• **WHAT IS BEING ASKED**
A single number is the answer here: the count of lines in the data below that include the word "bookshelf".

• **INFORMATION PROVIDED**
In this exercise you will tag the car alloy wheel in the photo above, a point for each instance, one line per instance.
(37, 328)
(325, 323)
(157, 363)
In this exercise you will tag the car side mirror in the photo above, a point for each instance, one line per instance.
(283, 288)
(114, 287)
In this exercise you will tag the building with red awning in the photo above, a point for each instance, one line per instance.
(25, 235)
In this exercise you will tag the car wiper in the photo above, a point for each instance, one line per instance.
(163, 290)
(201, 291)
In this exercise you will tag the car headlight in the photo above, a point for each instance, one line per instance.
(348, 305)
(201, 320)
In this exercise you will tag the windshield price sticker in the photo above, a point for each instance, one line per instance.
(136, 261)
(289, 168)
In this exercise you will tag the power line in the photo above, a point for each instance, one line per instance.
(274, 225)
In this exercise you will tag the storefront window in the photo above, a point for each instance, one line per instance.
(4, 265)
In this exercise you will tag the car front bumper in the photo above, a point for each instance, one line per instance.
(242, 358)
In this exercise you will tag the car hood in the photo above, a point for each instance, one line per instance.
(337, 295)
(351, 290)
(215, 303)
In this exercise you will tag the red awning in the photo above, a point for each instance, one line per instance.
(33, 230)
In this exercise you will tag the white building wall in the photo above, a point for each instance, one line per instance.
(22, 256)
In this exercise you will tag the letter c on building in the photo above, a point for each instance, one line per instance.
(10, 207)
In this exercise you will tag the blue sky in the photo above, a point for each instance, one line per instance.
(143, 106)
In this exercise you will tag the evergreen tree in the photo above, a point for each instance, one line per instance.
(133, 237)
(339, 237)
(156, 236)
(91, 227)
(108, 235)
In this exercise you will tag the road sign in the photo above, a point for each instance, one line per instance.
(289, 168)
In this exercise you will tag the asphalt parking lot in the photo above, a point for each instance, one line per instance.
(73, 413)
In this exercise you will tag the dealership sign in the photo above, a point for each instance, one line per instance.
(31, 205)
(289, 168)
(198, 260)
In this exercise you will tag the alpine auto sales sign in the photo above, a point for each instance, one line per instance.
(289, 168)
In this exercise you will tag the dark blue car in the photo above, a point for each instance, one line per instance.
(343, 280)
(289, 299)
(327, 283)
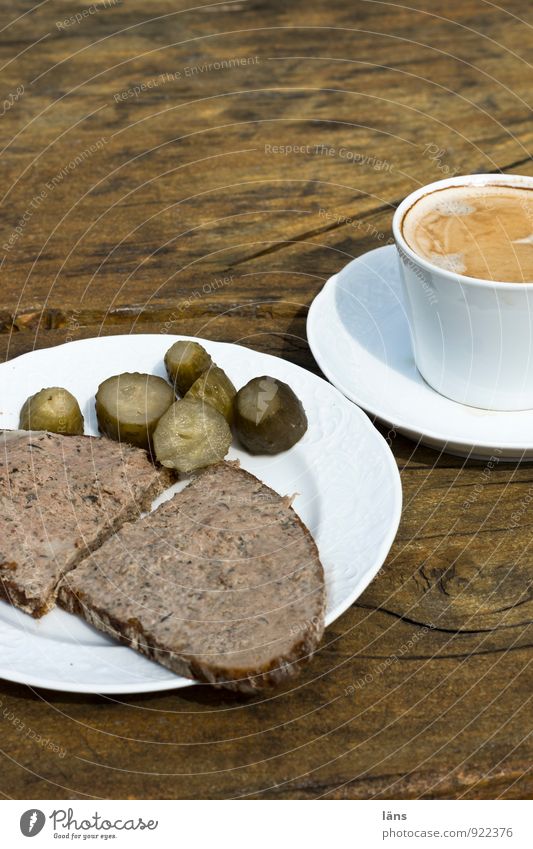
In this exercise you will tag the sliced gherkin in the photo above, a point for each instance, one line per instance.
(191, 435)
(129, 406)
(185, 362)
(54, 409)
(215, 388)
(268, 416)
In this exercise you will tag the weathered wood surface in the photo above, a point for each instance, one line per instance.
(181, 215)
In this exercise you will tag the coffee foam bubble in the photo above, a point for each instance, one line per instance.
(479, 231)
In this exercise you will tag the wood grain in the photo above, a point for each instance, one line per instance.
(265, 145)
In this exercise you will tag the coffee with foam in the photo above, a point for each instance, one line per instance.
(479, 231)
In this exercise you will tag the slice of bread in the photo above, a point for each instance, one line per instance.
(222, 584)
(60, 498)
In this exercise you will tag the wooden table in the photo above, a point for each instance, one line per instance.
(204, 169)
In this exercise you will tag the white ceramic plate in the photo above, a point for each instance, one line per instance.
(359, 335)
(349, 496)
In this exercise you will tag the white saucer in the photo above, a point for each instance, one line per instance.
(359, 335)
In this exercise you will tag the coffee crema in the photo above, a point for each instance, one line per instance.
(478, 231)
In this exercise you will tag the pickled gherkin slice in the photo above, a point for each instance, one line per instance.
(215, 388)
(191, 435)
(129, 406)
(269, 418)
(54, 409)
(185, 362)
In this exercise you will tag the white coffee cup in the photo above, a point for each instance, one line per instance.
(472, 339)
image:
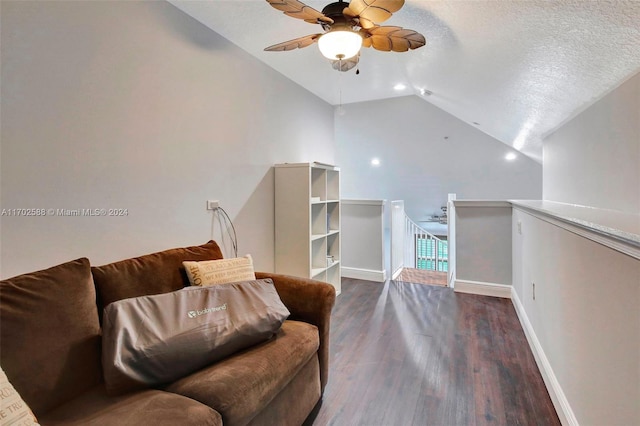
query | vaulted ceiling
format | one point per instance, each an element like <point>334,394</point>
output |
<point>517,70</point>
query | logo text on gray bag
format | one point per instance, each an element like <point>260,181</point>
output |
<point>193,314</point>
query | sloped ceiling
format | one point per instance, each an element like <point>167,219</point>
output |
<point>517,70</point>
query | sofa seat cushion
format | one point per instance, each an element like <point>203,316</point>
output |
<point>150,407</point>
<point>241,386</point>
<point>50,335</point>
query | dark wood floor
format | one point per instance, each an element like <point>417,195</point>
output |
<point>414,354</point>
<point>422,276</point>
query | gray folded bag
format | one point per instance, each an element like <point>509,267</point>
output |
<point>153,340</point>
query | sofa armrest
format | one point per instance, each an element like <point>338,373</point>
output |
<point>310,301</point>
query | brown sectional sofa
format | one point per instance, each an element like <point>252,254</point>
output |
<point>50,349</point>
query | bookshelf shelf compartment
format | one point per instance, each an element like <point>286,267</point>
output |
<point>307,214</point>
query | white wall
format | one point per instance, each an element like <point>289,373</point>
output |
<point>483,243</point>
<point>425,154</point>
<point>594,160</point>
<point>362,239</point>
<point>585,315</point>
<point>136,105</point>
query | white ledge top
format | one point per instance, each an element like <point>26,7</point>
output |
<point>363,202</point>
<point>611,223</point>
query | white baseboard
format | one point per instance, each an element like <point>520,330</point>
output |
<point>482,288</point>
<point>364,274</point>
<point>560,402</point>
<point>397,273</point>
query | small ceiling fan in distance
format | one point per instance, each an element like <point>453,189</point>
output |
<point>348,27</point>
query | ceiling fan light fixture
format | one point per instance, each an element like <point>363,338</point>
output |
<point>340,44</point>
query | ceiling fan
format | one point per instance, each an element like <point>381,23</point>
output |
<point>348,27</point>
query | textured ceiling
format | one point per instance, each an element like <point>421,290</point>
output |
<point>516,70</point>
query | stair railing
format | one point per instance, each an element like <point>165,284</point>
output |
<point>423,250</point>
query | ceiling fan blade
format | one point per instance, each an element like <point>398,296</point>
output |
<point>398,39</point>
<point>345,64</point>
<point>297,43</point>
<point>371,12</point>
<point>299,10</point>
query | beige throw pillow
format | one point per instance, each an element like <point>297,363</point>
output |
<point>221,271</point>
<point>13,409</point>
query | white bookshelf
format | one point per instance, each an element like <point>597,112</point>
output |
<point>308,221</point>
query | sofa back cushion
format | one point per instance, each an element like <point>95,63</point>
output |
<point>50,334</point>
<point>154,273</point>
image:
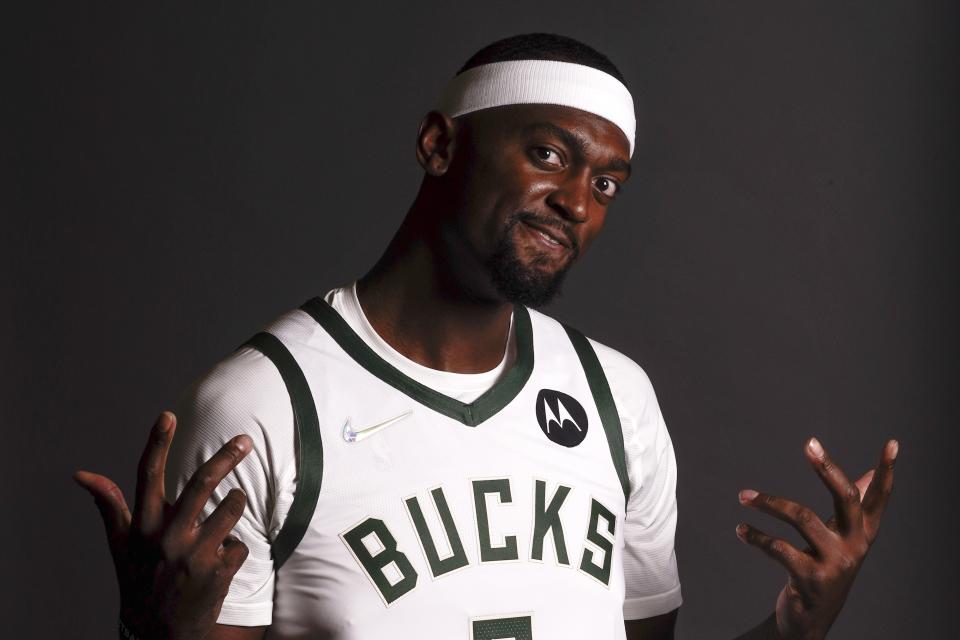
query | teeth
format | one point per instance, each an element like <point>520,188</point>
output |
<point>547,238</point>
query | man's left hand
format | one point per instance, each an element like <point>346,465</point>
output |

• **SOLUTION BELOW**
2